• RECORD SET:
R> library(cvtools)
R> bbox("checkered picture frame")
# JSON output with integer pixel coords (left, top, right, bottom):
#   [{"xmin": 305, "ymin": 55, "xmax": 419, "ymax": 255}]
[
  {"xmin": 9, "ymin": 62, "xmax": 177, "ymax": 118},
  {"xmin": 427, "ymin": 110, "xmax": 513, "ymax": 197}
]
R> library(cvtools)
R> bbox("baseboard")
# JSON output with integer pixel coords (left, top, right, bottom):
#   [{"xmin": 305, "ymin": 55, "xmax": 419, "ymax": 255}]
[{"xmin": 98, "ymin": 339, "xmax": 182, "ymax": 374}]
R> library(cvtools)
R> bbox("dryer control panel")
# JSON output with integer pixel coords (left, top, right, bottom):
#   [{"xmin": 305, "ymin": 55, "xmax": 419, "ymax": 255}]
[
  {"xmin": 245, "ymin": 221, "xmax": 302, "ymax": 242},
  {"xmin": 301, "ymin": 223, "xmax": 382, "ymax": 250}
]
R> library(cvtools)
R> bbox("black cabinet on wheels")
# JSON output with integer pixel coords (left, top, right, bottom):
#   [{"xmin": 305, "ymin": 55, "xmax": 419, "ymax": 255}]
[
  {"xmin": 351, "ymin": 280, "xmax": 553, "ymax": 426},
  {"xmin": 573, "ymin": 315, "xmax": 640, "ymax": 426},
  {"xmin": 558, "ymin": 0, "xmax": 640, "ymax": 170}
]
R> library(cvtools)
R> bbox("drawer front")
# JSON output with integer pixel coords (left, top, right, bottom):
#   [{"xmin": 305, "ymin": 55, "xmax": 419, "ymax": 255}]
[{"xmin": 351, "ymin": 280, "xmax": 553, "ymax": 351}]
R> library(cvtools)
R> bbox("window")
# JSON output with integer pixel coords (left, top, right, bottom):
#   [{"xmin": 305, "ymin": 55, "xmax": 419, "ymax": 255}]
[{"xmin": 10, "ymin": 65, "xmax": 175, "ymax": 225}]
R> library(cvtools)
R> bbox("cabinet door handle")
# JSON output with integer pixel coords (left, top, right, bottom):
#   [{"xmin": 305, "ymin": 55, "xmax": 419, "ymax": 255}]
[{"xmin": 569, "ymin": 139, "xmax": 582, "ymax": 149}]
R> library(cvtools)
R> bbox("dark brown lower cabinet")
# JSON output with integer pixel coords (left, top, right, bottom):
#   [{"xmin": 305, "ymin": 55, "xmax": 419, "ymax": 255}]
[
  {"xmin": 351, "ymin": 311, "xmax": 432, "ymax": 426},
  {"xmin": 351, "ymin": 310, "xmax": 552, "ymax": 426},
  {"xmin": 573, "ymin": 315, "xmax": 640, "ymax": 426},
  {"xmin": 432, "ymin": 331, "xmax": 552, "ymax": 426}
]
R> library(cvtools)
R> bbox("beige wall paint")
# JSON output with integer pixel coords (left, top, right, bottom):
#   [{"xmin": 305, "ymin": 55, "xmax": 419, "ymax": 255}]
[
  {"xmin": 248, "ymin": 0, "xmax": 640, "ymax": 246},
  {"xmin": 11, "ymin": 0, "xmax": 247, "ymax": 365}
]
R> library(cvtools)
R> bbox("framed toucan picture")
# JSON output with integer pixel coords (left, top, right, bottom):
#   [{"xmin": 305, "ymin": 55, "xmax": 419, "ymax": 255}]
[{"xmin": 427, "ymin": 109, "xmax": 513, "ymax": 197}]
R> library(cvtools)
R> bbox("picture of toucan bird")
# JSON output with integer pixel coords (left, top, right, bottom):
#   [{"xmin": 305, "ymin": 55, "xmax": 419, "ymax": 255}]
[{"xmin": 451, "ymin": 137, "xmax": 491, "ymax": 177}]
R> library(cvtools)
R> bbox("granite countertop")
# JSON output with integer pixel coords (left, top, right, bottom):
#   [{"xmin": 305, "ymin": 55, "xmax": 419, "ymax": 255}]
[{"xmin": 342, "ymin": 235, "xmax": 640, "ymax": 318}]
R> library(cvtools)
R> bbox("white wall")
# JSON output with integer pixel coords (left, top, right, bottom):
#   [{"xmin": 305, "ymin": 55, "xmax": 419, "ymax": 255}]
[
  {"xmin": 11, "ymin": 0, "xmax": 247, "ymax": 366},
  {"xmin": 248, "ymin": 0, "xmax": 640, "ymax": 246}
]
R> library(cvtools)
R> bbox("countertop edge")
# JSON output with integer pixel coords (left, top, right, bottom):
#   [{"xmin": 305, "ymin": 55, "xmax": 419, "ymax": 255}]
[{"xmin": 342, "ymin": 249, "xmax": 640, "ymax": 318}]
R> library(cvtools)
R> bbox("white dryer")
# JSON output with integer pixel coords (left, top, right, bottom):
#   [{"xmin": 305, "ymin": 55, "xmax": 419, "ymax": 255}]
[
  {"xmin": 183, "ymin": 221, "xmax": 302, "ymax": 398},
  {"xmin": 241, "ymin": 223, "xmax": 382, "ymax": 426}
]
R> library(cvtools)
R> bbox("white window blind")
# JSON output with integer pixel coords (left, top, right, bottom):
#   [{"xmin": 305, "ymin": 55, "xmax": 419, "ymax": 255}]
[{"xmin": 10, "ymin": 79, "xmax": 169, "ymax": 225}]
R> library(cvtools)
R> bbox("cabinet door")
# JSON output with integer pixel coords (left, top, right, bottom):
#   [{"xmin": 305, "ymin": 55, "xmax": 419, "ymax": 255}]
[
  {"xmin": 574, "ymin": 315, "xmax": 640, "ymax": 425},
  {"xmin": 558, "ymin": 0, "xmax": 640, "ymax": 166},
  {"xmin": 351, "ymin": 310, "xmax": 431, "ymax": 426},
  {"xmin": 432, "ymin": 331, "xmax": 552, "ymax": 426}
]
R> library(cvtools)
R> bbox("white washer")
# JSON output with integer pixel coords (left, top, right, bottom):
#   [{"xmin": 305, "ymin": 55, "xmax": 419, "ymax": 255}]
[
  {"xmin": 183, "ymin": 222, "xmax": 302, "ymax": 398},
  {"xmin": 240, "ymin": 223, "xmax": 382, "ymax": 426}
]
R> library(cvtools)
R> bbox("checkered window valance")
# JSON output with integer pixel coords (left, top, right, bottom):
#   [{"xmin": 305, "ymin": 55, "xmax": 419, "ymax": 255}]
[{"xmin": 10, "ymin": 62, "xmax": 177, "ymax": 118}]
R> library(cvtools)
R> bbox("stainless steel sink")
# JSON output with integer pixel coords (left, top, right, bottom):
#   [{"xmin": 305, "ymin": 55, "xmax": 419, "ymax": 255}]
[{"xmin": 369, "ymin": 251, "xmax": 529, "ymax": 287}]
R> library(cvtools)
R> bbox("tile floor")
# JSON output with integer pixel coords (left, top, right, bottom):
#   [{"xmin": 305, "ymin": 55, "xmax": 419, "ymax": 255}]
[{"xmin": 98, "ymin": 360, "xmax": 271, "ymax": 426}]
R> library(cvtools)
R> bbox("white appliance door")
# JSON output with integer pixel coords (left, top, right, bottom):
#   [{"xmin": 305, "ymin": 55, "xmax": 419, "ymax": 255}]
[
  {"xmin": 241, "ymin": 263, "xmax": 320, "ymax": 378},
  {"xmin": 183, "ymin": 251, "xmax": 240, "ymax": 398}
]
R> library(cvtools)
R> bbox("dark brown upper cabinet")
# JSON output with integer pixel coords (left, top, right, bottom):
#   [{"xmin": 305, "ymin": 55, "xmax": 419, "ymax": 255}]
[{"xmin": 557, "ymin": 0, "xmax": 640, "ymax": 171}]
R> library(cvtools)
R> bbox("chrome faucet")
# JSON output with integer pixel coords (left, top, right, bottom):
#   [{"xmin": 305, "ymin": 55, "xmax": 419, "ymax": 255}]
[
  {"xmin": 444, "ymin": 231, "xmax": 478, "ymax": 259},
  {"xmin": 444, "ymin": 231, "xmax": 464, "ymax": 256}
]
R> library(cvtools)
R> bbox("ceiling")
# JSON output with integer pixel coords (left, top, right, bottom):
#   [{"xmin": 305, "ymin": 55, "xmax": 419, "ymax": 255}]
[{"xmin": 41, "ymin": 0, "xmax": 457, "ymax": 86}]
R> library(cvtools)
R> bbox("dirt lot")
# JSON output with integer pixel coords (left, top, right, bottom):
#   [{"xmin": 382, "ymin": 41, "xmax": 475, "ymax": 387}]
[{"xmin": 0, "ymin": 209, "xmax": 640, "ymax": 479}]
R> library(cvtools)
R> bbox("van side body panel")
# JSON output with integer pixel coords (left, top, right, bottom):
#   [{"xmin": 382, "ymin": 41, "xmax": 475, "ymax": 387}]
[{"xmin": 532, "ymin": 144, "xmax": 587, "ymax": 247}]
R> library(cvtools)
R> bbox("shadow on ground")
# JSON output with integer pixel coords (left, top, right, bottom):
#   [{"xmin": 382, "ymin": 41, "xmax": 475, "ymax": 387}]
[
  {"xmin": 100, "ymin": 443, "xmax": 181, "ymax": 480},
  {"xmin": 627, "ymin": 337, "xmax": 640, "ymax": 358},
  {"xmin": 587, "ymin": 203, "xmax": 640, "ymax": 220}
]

• REQUEST:
Report how many lines of the records contain the word "toucan", giving only the number; case counts.

• WRITTEN RESPONSE:
2